--- begin INPUT FOR THIS TASK ---

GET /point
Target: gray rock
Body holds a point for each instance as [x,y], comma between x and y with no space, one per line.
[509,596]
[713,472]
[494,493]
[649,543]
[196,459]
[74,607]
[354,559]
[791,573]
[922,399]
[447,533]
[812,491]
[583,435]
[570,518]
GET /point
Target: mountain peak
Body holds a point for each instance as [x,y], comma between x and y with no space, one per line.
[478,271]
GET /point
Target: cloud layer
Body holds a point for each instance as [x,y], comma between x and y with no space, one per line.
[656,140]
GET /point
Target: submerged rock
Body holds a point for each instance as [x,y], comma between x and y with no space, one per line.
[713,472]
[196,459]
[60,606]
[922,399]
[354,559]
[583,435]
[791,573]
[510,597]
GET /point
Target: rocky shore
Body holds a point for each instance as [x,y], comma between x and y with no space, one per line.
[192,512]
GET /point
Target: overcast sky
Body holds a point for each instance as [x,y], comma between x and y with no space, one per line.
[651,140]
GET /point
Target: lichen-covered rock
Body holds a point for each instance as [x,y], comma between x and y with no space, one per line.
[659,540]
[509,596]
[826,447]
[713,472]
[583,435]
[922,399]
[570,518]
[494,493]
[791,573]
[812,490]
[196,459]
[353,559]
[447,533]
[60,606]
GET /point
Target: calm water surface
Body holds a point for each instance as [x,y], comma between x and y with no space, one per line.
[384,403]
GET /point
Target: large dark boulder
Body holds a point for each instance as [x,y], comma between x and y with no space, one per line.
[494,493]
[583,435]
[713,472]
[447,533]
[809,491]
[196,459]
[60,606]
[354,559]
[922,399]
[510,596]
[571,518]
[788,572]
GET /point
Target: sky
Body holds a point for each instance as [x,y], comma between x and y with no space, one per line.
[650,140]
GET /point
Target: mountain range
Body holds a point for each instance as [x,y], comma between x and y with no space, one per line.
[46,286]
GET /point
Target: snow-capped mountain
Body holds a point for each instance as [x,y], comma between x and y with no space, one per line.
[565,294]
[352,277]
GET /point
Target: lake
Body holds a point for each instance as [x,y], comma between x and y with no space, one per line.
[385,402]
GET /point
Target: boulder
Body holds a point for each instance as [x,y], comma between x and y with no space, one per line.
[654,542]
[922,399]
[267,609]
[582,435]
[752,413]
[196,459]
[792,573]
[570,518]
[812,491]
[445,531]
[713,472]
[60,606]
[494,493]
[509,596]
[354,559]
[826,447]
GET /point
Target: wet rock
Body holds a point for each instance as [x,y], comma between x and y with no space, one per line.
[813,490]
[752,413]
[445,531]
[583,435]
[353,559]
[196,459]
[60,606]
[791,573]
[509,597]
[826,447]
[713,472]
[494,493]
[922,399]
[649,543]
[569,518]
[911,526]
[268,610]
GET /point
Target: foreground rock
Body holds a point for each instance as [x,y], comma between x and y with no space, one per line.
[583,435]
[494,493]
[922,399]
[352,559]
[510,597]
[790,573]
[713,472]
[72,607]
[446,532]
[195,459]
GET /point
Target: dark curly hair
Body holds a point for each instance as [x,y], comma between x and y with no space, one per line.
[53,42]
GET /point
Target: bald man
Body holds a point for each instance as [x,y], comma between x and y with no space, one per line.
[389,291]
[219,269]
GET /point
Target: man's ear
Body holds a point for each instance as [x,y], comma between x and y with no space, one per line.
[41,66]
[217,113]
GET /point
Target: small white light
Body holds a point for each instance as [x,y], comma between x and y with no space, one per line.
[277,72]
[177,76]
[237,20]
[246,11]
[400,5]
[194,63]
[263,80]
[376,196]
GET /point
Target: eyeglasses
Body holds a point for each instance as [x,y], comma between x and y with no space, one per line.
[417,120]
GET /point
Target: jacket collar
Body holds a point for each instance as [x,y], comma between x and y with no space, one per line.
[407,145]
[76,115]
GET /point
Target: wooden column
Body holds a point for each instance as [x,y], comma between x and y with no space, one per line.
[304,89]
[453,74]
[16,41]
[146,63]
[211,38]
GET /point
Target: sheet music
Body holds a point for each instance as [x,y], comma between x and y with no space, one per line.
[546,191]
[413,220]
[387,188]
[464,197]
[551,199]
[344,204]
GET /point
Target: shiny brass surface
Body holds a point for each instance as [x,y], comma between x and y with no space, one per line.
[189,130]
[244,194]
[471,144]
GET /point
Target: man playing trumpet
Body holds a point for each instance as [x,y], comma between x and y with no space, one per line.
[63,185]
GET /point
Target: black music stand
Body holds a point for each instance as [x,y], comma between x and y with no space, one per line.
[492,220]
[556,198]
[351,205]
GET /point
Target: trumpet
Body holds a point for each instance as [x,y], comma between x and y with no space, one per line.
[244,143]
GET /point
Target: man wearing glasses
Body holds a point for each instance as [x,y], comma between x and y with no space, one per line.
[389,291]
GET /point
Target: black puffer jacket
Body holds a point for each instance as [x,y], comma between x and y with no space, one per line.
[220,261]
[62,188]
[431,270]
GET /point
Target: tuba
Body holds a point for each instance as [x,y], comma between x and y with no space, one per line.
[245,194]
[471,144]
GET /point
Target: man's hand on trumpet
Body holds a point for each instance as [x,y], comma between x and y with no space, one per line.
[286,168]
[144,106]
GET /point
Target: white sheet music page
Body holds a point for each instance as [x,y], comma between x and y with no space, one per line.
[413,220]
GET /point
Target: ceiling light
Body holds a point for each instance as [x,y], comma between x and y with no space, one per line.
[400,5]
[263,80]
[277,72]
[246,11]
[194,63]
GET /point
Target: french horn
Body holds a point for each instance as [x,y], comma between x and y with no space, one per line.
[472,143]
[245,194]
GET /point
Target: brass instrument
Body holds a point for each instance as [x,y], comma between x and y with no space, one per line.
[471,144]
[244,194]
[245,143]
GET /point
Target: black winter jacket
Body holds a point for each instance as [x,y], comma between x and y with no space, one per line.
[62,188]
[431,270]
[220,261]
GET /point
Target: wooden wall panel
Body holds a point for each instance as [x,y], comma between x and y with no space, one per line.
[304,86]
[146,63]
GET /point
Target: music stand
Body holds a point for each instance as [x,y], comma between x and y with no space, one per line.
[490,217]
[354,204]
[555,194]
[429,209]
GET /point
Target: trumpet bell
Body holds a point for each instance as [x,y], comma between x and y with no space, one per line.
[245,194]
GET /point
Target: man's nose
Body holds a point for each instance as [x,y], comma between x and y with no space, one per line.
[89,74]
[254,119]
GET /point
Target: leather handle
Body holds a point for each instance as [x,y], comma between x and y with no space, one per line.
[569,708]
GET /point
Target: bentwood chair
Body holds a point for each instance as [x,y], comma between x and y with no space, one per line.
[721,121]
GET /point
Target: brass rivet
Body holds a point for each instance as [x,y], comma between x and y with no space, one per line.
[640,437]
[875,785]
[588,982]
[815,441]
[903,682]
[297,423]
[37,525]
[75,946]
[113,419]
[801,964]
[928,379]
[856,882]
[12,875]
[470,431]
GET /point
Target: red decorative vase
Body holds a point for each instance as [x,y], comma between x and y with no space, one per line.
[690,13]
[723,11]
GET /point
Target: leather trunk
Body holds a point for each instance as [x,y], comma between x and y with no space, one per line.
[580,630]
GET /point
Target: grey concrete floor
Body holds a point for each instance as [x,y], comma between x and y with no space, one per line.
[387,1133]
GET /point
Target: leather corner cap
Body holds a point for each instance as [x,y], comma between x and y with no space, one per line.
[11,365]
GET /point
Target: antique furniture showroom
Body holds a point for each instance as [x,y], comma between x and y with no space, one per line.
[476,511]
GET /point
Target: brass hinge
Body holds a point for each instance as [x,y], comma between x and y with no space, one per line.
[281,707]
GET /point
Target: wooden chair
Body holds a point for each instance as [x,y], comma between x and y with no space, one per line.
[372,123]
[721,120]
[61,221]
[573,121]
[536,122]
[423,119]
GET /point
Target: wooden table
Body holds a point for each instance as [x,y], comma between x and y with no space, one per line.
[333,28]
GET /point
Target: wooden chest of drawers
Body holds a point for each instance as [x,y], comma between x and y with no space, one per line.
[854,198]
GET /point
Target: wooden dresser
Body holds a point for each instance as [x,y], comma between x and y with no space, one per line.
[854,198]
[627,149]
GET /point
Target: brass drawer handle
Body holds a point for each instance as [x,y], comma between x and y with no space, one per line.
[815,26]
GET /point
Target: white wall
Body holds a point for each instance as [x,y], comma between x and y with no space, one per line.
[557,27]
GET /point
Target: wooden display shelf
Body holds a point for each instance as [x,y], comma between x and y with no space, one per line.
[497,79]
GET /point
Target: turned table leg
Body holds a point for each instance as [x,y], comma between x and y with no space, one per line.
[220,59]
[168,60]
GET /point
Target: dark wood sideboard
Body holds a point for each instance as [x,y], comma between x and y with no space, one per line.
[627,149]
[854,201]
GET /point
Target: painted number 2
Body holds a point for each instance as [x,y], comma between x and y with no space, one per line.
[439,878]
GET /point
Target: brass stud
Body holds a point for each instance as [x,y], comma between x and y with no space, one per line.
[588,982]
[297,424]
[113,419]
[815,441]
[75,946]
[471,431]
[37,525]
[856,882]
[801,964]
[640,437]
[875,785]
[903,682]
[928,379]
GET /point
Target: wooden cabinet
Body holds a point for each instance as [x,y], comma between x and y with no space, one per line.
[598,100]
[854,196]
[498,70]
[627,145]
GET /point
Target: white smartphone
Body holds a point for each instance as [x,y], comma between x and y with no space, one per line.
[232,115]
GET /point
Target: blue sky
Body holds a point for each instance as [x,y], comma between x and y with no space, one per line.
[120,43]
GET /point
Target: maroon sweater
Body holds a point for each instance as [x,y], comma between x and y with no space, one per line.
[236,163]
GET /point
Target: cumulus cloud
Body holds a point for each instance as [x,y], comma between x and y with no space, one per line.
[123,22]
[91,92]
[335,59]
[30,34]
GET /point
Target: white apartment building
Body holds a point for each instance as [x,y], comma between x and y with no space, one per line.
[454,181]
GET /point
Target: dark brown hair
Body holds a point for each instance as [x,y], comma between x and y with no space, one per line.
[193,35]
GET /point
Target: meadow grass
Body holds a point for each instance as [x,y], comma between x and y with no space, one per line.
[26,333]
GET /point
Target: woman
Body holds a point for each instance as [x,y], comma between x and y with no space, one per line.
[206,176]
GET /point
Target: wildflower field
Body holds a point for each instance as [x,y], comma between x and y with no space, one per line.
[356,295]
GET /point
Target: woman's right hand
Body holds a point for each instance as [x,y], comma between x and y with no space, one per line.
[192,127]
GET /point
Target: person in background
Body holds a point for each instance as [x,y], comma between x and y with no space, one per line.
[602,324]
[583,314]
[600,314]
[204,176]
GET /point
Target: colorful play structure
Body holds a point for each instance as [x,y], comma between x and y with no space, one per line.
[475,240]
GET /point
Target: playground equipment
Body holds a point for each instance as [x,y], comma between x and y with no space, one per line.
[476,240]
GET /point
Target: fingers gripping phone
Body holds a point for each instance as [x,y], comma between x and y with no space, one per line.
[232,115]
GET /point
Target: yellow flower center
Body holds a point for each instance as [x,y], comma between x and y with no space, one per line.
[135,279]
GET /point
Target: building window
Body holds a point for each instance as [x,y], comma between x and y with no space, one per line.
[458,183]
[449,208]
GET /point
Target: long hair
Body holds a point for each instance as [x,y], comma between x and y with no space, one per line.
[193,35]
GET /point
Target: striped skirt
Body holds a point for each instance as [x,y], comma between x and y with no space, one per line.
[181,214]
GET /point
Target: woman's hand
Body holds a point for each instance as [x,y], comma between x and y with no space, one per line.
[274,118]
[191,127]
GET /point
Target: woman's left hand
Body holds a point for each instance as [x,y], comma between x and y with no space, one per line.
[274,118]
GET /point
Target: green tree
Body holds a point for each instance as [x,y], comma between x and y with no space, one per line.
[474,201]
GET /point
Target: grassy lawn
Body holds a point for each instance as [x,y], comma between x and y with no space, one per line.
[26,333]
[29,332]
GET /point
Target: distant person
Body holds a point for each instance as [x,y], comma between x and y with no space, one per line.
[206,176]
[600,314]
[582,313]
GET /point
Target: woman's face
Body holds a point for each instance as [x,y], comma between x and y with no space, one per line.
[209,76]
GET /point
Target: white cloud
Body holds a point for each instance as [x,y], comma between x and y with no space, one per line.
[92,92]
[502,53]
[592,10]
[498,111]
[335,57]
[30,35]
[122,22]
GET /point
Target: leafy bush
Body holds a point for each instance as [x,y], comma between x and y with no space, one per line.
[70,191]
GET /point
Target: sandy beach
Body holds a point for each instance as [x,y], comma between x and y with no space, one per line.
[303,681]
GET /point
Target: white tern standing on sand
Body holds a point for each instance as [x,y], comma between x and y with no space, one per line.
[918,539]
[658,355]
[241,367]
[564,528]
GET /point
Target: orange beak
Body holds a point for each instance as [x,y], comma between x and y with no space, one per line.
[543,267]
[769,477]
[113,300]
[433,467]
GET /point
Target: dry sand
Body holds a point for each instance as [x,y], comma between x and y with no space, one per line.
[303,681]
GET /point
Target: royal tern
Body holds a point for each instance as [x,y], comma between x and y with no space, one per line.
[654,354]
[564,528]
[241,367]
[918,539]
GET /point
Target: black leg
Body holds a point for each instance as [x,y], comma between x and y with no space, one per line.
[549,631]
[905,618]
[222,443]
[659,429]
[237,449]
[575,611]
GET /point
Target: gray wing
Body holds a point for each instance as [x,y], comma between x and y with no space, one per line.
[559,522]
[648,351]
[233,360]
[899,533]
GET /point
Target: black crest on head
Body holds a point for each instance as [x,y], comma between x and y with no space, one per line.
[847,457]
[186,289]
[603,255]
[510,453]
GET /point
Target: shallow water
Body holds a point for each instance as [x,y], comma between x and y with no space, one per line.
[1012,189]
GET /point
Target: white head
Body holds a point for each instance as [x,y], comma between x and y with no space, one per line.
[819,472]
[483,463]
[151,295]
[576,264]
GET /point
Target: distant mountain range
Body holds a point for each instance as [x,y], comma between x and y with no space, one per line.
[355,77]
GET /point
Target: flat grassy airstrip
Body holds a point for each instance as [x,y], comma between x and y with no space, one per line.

--- end INPUT FOR THIS TASK ---

WHAT YOU WILL DO
Select every line of the listing above that contains the word "table" and copy each one out.

OUTPUT FOR THIS EXERCISE
Target: wooden table
Target: turned table leg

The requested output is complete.